» **REQUIRED ACTION**: Write out, word for word, every line from the one where "Query: brick column" occurs to the final line of the entries, and nothing beyond them.

Saved entries
══════════════════════════════

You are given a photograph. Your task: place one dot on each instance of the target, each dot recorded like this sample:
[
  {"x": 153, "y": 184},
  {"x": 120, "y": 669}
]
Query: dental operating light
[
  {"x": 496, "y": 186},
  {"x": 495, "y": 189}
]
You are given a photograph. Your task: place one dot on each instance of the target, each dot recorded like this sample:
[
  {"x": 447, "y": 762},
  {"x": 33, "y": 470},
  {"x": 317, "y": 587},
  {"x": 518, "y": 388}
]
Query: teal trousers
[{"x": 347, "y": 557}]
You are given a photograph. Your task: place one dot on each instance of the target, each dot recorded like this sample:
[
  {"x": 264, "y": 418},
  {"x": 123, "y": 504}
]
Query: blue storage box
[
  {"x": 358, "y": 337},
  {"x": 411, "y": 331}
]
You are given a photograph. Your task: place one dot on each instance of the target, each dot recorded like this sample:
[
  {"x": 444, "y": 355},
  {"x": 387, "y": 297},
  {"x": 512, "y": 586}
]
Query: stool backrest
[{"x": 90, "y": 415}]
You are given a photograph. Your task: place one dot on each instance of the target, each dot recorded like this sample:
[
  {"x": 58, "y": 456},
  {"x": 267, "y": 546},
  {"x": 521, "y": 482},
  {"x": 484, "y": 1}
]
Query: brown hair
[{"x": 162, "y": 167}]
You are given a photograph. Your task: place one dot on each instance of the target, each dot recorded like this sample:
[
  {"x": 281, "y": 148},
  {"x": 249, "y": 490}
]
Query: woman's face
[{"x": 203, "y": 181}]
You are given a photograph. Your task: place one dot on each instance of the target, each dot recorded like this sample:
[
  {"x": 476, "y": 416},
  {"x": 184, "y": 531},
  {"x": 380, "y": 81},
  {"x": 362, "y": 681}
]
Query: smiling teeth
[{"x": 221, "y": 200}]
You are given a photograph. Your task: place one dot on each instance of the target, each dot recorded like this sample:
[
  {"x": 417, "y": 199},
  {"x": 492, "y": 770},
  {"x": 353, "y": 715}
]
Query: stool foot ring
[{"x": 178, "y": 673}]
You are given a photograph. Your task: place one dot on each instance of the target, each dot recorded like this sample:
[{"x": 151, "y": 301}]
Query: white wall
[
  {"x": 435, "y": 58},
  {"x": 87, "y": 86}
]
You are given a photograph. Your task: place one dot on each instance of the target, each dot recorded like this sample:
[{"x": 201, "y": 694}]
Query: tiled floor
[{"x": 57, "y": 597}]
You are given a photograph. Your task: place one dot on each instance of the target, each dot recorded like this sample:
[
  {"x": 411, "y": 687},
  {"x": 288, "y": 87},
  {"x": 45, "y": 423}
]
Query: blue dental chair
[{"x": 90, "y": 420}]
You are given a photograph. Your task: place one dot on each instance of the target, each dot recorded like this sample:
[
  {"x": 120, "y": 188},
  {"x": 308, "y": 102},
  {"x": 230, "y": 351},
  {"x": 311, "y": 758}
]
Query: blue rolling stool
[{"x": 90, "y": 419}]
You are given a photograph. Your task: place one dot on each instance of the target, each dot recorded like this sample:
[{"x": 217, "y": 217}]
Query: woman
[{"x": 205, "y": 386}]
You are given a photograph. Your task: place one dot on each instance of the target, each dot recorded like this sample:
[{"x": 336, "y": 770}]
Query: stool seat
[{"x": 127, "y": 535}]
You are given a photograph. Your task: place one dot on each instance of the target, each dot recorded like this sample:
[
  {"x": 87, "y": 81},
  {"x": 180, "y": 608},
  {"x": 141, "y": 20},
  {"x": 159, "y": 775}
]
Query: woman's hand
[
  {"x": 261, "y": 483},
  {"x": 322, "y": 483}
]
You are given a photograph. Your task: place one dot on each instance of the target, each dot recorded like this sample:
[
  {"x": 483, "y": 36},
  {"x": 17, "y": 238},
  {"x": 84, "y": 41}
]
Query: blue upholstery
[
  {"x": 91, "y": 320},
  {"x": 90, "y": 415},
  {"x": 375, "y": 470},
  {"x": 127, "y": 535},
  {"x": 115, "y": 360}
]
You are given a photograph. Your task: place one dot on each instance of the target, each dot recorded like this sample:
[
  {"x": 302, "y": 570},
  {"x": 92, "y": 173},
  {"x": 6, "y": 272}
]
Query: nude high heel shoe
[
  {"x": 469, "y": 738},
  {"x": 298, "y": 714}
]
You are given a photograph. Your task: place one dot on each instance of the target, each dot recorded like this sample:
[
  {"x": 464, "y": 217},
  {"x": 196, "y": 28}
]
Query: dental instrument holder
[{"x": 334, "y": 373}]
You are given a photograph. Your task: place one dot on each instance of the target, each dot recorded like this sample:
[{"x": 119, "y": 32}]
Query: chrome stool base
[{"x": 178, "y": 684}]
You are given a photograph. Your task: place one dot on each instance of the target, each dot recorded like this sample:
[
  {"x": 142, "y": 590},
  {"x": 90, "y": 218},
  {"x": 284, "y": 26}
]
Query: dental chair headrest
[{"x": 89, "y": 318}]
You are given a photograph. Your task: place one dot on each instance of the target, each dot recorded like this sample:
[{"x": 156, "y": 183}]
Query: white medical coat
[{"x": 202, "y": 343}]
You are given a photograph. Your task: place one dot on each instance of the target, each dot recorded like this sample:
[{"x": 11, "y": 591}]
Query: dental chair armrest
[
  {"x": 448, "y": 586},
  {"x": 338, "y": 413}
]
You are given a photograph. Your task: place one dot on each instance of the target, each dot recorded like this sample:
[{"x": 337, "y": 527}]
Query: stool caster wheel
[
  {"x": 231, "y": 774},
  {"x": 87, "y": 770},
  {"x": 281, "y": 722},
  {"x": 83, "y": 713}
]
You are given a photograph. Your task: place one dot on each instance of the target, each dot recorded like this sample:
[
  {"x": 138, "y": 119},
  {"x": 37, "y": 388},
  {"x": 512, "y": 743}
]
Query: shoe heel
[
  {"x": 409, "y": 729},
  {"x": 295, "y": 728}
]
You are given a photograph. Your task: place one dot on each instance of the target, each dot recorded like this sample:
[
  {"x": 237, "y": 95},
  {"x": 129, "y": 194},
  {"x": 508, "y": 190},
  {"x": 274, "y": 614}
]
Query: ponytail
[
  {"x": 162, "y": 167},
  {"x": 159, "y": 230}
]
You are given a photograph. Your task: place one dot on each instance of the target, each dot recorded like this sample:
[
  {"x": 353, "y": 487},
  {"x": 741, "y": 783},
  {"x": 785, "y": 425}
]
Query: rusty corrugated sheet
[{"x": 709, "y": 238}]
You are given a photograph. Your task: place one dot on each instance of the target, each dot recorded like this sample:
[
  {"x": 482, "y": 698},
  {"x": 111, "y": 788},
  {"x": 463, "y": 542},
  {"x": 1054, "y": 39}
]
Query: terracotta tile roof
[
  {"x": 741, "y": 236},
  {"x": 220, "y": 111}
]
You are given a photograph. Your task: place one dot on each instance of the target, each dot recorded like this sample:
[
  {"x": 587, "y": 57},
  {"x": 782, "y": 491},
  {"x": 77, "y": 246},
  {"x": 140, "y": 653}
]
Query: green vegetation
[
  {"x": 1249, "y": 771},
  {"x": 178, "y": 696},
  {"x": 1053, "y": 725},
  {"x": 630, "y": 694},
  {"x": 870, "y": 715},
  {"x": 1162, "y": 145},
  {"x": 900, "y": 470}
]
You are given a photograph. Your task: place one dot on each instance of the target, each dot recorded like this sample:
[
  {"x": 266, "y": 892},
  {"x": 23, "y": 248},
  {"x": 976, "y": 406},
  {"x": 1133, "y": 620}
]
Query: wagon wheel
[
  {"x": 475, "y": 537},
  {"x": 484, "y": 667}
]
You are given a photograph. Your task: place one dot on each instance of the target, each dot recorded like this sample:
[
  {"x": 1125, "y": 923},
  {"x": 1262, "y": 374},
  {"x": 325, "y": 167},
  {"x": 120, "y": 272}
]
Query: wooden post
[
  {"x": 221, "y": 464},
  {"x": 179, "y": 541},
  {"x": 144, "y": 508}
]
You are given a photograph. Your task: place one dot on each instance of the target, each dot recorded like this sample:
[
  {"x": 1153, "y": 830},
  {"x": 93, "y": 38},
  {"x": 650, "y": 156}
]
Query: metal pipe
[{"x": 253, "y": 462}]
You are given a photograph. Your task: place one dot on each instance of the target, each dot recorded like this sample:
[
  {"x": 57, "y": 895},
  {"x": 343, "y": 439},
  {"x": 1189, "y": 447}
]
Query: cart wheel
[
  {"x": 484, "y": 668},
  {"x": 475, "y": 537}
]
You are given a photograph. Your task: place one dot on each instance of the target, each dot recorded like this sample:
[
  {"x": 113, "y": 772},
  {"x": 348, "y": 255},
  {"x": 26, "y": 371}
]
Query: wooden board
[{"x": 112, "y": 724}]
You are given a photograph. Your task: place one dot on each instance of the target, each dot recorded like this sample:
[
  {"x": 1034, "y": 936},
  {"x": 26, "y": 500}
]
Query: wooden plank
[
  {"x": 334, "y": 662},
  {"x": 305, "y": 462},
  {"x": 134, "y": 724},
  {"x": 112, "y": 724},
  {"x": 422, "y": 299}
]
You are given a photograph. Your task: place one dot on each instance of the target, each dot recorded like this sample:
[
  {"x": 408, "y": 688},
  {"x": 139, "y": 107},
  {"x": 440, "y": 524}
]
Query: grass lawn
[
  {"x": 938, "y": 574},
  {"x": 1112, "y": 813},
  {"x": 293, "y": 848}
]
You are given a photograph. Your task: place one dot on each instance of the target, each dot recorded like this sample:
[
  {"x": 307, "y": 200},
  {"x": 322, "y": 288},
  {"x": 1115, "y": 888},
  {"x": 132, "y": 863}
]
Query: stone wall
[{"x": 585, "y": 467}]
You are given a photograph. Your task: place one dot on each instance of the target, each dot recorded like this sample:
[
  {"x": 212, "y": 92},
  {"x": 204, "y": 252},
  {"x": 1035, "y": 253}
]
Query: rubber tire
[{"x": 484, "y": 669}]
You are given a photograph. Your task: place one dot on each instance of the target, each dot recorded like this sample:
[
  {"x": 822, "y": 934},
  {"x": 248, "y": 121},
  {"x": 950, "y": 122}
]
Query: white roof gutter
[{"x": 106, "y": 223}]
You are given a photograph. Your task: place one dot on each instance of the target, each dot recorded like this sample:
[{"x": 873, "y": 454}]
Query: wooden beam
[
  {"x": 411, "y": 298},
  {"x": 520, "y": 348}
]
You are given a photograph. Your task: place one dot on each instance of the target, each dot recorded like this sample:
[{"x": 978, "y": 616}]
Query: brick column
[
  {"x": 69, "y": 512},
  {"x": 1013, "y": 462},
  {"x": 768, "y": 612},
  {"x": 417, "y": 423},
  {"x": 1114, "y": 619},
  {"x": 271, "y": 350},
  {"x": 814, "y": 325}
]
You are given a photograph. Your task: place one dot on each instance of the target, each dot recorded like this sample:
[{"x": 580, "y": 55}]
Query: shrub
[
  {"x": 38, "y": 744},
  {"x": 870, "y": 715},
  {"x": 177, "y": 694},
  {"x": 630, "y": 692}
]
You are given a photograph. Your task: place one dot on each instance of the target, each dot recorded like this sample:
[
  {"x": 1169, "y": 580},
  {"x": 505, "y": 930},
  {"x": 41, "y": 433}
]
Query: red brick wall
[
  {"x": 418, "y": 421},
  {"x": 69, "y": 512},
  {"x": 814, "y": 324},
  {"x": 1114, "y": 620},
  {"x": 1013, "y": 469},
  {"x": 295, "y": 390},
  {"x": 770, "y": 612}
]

══════════════════════════════

» **SOLUTION FOR THIS EXERCISE**:
Query: brick column
[
  {"x": 69, "y": 512},
  {"x": 1013, "y": 462},
  {"x": 768, "y": 612},
  {"x": 417, "y": 423},
  {"x": 1114, "y": 619},
  {"x": 271, "y": 350},
  {"x": 814, "y": 325}
]
You are given a photograph. Your task: place one dot on each instance of the target, each dot recorded like this sample:
[{"x": 580, "y": 55}]
Query: shrub
[
  {"x": 38, "y": 744},
  {"x": 870, "y": 715},
  {"x": 177, "y": 694},
  {"x": 630, "y": 692}
]
You are given a photograph. Your task: place one dot on each instance of the target, each dot recorded like this sample:
[
  {"x": 1169, "y": 580},
  {"x": 505, "y": 930},
  {"x": 41, "y": 433}
]
Query: red brick wall
[
  {"x": 418, "y": 421},
  {"x": 69, "y": 512},
  {"x": 814, "y": 324},
  {"x": 1114, "y": 620},
  {"x": 1013, "y": 469},
  {"x": 295, "y": 390},
  {"x": 770, "y": 612}
]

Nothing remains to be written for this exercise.